- [OBJECTIF]:
Ces trois affirmations concordent-elles avec le poème ? 1. Les charpentiers travaillent en bras de chemise. 2. La scène se passe à quatre heures du soir. 3. Le bain dans la mer est attendu à minuit. Répondez à chacune par oui ou non, en citant exactement les mots décisifs du poème.

- [EXTRAIT SOURCE]:

★ ★ ★ ★

À quatre heures du matin, l'été,
Le sommeil d'amour dure encore.
Sous les bosquets, l'aube évapore
          L'odeur du soir fêté.

Mais là-bas dans l'immense chantier
Vers le soleil des Hespérides,
En bras de chemise, les charpentiers
          Déjà s'agitent.

Dans leur désert de mousse, tranquilles,
Ils préparent les lambris précieux
Où la richesse de la ville
          Rira sous de faux cieux.

Ah ! pour ces Ouvriers charmants
Sujets d'un roi de Babylone,
Vénus ! laisse un peu les Amants
          Dont l'âme est en couronne

          Ô Reine des Bergers !
Porte aux travailleurs l'eau-de-vie.
Pour que leurs forces soient en paix
En attendant le bain dans la mer, à midi.

★ ★ ★ ★

- [SEGMENT DE DONNÉES]:
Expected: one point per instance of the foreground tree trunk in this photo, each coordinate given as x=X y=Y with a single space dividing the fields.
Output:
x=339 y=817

★ ★ ★ ★

- [RÉPONSE ATTENDUE]:
1. Oui : « En bras de chemise, les charpentiers ».
2. Non : « À quatre heures du matin, l'été ».
3. Non : « En attendant le bain dans la mer, à midi ».